* **Prompt a**: Write out the lines of the listing word for word, starting at the line that contains "Call locate_point to put a point on the nailhead" and ending at the end of the listing.

* **Reading passage**:
■ ■ ■
To take the wobble of the earth into account, we need to replace M_moon with m = {M_earth*M_moon /(M_earth + M_moon) = .98785 * M_moon , but we don’t replace it inside the K.

Note that the m = M_moon is inside the L, but it goes as the square root of m.  The m is in the numerator of the T relation and the L is in the denominator of the T relation, so the net effect is the period is reduced by the square root of the .98785 factor, so the new T becomes 2.372 x 10⁶ seconds * [.98785]^1/2 = 2.358 x 10⁶ seconds = 27.29 days.

 

The experimental period is given as 27.3 days.  Note that the month is from full moon to full moon and is 29.5 days, but the extra time is due to the earth (and moon) orbiting the sun.  The 27.3 days is the period with respect to the stars rather than the sun.
■ ■ ■
* **Prompt b**: In the passage on the moon's orbital period, how long is the month measured from full moon to full moon?

[Point annotation dataset listing]
■ ■ ■
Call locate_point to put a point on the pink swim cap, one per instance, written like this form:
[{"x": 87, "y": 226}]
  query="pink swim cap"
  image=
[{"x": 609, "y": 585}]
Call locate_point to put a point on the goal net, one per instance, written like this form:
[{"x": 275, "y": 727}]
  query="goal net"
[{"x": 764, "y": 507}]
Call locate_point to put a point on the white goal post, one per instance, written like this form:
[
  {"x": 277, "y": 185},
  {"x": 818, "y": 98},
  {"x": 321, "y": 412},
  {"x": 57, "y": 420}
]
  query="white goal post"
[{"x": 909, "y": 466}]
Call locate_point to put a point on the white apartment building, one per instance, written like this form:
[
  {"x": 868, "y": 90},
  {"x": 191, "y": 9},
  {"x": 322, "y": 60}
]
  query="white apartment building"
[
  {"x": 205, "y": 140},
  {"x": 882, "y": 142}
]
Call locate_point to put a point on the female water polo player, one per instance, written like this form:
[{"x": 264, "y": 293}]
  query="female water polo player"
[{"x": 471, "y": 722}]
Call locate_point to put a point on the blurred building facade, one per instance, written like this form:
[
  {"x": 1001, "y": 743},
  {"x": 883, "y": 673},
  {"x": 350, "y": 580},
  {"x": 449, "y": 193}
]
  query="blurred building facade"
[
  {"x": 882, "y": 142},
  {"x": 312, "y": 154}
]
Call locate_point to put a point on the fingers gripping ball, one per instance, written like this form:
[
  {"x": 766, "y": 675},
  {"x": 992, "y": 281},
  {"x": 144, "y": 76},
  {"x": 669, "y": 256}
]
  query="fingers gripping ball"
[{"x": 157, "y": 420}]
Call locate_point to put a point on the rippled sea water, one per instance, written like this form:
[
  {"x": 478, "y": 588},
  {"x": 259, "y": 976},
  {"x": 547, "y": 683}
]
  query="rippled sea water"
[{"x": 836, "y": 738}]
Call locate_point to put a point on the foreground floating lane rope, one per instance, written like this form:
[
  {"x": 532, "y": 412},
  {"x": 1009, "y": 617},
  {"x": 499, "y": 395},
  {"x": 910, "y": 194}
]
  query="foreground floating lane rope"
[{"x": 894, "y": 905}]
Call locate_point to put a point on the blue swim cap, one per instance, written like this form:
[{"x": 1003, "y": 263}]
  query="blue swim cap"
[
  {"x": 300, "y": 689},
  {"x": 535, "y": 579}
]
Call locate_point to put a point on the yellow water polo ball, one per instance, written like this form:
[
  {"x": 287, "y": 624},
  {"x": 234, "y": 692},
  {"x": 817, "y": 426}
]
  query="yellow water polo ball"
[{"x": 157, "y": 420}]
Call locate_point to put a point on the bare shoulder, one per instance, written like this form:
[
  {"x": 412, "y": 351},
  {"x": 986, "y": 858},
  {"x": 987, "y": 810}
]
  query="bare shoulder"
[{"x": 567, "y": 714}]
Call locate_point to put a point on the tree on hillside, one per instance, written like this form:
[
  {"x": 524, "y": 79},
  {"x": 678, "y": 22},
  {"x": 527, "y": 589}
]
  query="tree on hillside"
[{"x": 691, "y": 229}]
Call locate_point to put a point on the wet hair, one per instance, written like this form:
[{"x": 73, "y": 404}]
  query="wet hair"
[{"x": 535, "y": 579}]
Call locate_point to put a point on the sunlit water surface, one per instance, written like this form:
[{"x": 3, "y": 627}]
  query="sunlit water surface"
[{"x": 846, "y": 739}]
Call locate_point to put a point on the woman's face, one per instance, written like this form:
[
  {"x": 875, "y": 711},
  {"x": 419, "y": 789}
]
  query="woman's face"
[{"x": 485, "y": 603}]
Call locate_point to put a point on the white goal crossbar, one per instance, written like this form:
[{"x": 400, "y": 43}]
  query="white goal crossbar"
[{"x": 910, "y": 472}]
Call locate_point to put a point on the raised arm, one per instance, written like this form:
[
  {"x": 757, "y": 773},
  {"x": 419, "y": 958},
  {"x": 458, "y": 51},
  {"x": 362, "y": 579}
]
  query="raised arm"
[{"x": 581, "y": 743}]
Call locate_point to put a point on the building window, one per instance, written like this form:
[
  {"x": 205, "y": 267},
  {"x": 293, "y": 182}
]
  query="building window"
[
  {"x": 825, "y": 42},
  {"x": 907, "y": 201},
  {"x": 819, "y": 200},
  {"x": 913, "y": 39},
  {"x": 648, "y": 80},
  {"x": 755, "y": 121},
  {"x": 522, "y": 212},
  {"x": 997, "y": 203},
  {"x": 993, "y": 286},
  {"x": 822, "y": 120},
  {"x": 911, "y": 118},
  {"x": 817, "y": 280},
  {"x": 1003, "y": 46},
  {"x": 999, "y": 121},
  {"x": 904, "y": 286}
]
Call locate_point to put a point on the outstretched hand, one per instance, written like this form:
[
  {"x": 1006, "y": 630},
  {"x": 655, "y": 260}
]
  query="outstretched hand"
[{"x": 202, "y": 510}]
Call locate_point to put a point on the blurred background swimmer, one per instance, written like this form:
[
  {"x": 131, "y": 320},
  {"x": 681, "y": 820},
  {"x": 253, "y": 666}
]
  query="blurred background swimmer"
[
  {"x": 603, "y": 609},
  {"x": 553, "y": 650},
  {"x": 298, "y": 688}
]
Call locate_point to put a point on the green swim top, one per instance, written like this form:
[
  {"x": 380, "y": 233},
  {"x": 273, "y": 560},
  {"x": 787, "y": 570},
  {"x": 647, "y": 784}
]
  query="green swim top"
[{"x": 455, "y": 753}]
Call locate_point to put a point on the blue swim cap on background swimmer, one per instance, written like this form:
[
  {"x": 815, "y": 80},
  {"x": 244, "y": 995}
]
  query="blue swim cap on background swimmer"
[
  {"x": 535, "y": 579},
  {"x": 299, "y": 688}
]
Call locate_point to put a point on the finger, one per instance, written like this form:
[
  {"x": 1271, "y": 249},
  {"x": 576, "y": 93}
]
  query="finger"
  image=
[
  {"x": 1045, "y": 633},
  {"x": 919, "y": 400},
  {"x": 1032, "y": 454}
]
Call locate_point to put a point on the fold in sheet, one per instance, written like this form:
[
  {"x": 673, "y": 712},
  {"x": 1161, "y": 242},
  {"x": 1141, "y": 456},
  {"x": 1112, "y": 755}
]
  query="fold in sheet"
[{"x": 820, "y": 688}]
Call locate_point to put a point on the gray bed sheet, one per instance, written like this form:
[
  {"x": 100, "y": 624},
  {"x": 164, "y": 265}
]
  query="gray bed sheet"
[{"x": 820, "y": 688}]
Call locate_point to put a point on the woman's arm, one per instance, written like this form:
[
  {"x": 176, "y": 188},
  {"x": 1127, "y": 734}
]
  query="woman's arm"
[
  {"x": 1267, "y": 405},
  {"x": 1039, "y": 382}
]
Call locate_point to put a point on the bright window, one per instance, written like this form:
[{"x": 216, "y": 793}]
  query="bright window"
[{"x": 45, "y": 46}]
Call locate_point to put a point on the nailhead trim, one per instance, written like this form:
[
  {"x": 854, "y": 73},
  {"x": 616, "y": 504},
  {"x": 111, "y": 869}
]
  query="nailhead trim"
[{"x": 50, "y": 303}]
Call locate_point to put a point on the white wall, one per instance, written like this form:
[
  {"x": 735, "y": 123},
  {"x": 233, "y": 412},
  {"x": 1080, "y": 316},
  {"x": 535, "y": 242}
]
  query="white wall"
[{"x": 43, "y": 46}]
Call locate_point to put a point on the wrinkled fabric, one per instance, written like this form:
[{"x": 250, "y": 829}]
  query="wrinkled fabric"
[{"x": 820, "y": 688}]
■ ■ ■
* **Answer a**:
Call locate_point to put a point on the nailhead trim, one per instance, written like this form:
[
  {"x": 854, "y": 73},
  {"x": 616, "y": 504},
  {"x": 111, "y": 869}
]
  query="nailhead trim"
[{"x": 50, "y": 303}]
Call locate_point to put a point on the white wall, one per instance, written like this form:
[
  {"x": 735, "y": 123},
  {"x": 233, "y": 412},
  {"x": 1080, "y": 316},
  {"x": 535, "y": 242}
]
  query="white wall"
[{"x": 43, "y": 46}]
Call locate_point to put a point on the wrinkled fabric, one per instance, written like this form:
[{"x": 250, "y": 829}]
  query="wrinkled fabric"
[{"x": 820, "y": 688}]

* **Answer b**: 29.5 days